● SOURCE EXTRACT:
<<<<

BMc’s services center around a holistic financial planning approach for each client, followed by the
management of a client’s investment assets through BMc’s specific investment approach. The introductory
process for each new client begins with a planning process, as BMc believes that through the discovery phase
of the planning process, a client’s advisor will gain information related to the client’s individual needs, current
status and goals.
Financial planning is performed on an individual basis, with each client receiving specific aspects of financial
planning (retirement planning, education planning, insurance needs, investment analysis, and more).
Accordingly, any written document produced for one client as part of the planning process will likely not be
exactly the same as for another client. BMc believes its real value is the knowledge and judgment our advisors
have gained from their respective years of experience. That judgment is utilized in inquiries to clients, the
process by which a plan is created, and ultimately, implementation. The BMc process for planning is not to
simply put data into a single software which produces a template plan. We provide advice after a thorough,
human evaluation of each client’s needs, circumstances, and objectives.

>>>>

● SET TASKS:
1. In the BMc planning extract, what does the introductory process for each new client begin with?
2. In the BMc planning extract, switch "advisor" to "planner" across the stretch from "BMc’s services center" through "analysis, and more).".
3. Translate this sentence from the BMc planning extract into Spanish: "We provide advice after a thorough, human evaluation of each client’s needs, circumstances, and objectives."
The lines that follow were drawn from a separate source.

● DATA RECORDS:
<<<<

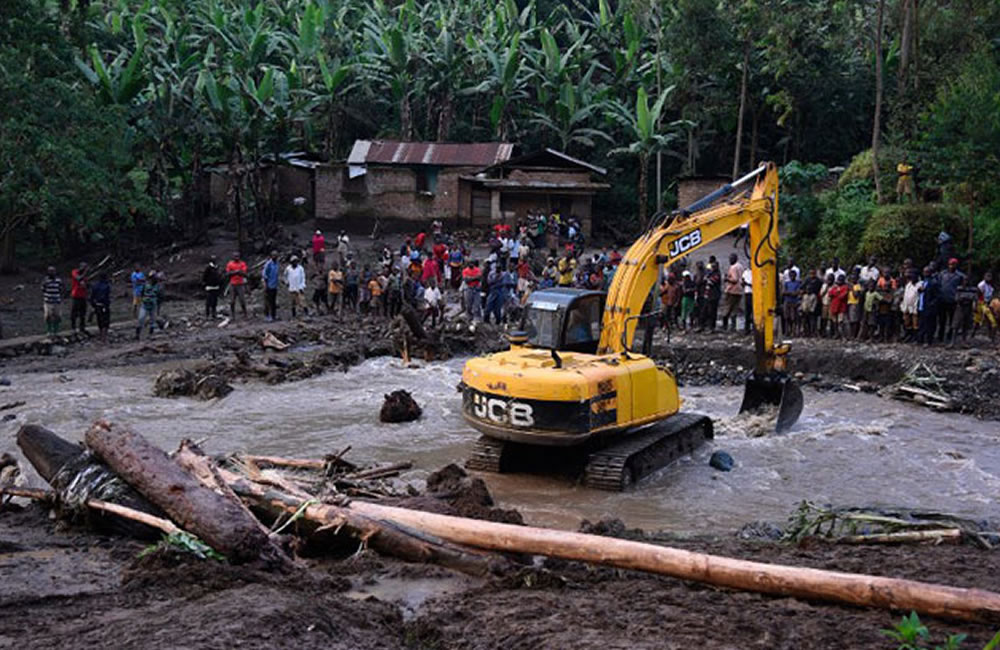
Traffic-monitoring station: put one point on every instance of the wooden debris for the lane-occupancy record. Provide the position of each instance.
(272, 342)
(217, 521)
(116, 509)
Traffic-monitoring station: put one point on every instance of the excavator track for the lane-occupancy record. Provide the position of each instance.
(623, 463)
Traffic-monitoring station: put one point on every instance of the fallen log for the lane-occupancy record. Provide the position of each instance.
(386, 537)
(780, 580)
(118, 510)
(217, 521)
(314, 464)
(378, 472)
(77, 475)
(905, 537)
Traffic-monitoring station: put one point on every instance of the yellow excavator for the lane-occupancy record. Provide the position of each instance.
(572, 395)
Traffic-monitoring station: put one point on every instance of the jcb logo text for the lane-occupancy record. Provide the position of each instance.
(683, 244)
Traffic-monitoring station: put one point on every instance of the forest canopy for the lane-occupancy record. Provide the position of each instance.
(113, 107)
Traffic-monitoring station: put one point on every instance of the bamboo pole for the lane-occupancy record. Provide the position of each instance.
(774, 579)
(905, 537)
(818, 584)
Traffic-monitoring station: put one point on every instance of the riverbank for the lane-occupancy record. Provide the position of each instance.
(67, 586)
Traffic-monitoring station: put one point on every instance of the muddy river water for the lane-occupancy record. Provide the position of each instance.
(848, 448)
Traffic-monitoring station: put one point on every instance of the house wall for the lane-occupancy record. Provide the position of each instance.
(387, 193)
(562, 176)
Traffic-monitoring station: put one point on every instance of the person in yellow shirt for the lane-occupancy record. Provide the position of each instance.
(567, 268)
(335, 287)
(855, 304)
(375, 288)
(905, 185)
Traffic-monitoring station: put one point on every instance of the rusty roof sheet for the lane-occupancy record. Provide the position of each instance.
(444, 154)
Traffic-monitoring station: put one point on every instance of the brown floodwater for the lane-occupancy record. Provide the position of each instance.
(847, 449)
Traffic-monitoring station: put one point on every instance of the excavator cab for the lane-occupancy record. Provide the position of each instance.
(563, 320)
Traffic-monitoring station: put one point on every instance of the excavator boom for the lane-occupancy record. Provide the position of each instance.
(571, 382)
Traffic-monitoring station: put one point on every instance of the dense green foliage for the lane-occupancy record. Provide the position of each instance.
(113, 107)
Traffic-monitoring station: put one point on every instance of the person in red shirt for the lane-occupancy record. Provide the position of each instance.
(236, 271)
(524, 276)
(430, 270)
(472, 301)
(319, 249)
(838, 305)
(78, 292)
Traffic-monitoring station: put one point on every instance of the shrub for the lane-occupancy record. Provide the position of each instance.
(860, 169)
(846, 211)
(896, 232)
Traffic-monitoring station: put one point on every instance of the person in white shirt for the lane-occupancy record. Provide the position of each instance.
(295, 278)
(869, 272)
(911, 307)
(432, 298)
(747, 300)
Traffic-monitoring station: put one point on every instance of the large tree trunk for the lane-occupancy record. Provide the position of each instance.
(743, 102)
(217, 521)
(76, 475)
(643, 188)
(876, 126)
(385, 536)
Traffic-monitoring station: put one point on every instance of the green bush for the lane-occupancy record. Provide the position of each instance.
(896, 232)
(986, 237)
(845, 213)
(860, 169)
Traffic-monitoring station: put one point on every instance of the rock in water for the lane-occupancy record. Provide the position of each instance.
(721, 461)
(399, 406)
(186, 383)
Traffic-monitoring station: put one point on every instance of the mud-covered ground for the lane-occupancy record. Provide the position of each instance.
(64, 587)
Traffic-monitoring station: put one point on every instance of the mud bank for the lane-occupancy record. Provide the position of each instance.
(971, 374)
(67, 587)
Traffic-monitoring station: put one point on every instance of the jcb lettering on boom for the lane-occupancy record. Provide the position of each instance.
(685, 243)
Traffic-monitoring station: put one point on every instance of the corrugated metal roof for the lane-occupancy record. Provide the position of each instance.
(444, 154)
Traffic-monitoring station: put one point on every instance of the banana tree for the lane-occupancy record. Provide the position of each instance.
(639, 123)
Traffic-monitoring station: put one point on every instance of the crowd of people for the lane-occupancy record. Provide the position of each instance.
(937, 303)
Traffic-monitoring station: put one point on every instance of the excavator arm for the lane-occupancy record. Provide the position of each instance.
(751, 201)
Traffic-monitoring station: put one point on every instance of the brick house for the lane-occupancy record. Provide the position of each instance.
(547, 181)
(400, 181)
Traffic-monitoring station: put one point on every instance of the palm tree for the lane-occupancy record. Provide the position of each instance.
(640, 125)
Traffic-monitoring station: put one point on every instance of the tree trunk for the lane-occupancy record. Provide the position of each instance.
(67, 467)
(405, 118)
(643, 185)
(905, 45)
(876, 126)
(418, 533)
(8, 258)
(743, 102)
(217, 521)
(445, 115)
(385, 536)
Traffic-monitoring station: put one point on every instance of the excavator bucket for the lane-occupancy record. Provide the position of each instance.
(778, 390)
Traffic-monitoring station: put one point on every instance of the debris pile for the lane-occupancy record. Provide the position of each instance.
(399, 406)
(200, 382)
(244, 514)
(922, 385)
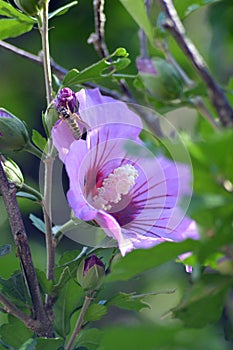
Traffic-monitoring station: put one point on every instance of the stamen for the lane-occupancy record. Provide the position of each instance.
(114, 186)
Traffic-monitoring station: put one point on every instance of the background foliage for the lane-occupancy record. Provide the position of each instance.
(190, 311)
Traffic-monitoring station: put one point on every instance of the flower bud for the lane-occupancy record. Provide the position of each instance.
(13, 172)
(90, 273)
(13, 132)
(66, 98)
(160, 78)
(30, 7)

>>>>

● RESPONSES FOR EACH TASK:
1. A planning process.

2.
BMc’s services center around a holistic financial planning approach for each client, followed by the
management of a client’s investment assets through BMc’s specific investment approach. The introductory
process for each new client begins with a planning process, as BMc believes that through the discovery phase
of the planning process, a client’s planner will gain information related to the client’s individual needs, current
status and goals.
Financial planning is performed on an individual basis, with each client receiving specific aspects of financial
planning (retirement planning, education planning, insurance needs, investment analysis, and more).

3. Brindamos asesoramiento tras una evaluación exhaustiva y humana de las necesidades, circunstancias y objetivos de cada cliente.